WHAT YOU HAVE TO DO: Copy the records word for word, beginning at the line that contains "roadside grass strip" and continuing through the end of the records.
━━━━━━━━
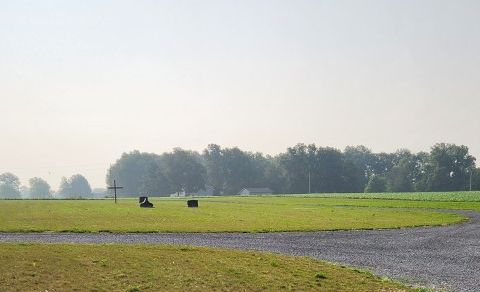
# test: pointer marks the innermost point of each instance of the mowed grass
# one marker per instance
(215, 214)
(37, 267)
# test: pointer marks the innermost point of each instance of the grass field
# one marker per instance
(430, 196)
(36, 267)
(217, 214)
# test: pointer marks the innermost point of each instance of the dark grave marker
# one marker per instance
(192, 203)
(144, 203)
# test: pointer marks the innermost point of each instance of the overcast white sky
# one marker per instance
(83, 81)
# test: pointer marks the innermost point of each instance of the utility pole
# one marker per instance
(471, 172)
(309, 190)
(114, 188)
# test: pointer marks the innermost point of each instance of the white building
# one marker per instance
(255, 191)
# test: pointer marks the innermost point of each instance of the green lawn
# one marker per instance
(55, 267)
(215, 214)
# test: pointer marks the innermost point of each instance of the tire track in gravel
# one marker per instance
(445, 257)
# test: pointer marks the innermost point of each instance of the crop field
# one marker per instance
(429, 196)
(221, 214)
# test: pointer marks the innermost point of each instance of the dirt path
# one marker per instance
(437, 257)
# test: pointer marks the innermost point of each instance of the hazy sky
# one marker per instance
(83, 81)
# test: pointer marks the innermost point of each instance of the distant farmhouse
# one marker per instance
(206, 191)
(255, 191)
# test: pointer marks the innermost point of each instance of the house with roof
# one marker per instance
(256, 191)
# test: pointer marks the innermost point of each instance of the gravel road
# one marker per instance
(437, 257)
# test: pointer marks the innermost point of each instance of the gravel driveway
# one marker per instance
(436, 257)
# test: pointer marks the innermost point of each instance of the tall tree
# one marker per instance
(215, 167)
(400, 178)
(448, 167)
(39, 188)
(76, 186)
(184, 171)
(9, 186)
(154, 181)
(376, 184)
(130, 171)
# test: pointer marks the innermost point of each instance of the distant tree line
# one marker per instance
(76, 186)
(301, 169)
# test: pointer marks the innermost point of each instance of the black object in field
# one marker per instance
(144, 203)
(192, 203)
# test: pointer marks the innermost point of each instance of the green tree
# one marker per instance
(185, 171)
(9, 186)
(131, 171)
(400, 178)
(215, 167)
(448, 168)
(154, 181)
(76, 186)
(376, 184)
(39, 188)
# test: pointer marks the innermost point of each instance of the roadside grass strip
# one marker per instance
(66, 267)
(215, 214)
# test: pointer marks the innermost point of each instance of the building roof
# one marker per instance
(258, 190)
━━━━━━━━
WORKED SOLUTION:
# test: pointer marks the innermost point of each instance of the roadside grass strip
# one marker per instance
(66, 267)
(215, 214)
# test: pointer marks the innermost point of each instance of the building roof
# one marker per instance
(258, 190)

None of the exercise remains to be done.